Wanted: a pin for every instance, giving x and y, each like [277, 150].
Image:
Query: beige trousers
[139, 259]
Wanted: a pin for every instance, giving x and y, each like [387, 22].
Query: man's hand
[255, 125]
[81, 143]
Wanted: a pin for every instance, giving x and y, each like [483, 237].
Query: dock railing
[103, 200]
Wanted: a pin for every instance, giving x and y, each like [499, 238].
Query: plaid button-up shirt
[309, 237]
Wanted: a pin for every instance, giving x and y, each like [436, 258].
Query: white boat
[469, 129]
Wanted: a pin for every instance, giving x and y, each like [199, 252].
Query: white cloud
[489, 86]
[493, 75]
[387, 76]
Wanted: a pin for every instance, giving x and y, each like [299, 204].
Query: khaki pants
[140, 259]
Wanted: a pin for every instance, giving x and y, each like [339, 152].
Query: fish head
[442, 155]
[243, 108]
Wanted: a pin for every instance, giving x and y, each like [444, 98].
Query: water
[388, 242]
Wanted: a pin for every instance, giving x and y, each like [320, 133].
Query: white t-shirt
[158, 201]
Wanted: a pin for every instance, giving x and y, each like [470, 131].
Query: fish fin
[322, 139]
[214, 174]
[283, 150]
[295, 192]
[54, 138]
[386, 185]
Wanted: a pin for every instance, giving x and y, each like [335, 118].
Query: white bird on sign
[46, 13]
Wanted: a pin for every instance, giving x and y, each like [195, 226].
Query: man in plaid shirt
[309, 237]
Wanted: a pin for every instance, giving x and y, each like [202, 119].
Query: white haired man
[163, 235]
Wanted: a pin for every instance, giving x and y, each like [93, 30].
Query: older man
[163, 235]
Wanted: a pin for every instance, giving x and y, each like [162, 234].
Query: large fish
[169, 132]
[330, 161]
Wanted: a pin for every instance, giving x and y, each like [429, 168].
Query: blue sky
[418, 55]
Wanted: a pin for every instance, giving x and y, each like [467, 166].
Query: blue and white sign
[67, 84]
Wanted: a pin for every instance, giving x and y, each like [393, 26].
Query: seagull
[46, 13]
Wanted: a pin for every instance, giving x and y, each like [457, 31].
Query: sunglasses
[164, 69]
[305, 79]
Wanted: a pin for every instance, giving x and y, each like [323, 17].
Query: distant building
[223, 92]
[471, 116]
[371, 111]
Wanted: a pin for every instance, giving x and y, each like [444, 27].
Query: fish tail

Task prompt.
Please reproduce the listing word for word, but only from the line that contains "Query: white t-shirt" to its last line, inclusive.

Written answer.
Query: white t-shirt
[158, 201]
Wanted: a pin for every instance, giving x and y, each like [470, 131].
Query: fish fin
[322, 139]
[214, 174]
[283, 150]
[295, 192]
[54, 138]
[386, 185]
Wanted: a pin for every instance, giving x and y, each like [335, 118].
Query: white bird on sign
[46, 13]
Wanted: a pin for every instance, giving x and y, each like [195, 226].
Query: man in plaid shirt
[309, 237]
Wanted: a pin for every instance, giving x and y, each like [202, 119].
Query: white haired man
[163, 235]
Wanted: a pin for every instance, giving x and y, each like [93, 30].
Query: older man
[163, 235]
Wanted: a pin for every instance, giving x and y, each like [162, 234].
Query: large fish
[169, 132]
[330, 161]
Wanted: a pin for every instance, giving x and y, each like [429, 168].
Query: blue sky
[418, 55]
Wanted: a pin for every instance, giving x and y, each like [467, 166].
Query: blue and white sign
[67, 84]
Wanted: a pin for every instance, giving x and y, each like [393, 26].
Query: seagull
[46, 13]
Wanted: a pin for every instance, giving x and y, each like [457, 31].
Query: sunglasses
[164, 69]
[305, 79]
Wanted: a pin for every instance, giving x and y, each like [323, 17].
Query: distant building
[223, 92]
[471, 116]
[371, 111]
Wanted: a pin for every instance, giving x and y, each like [444, 27].
Query: fish tail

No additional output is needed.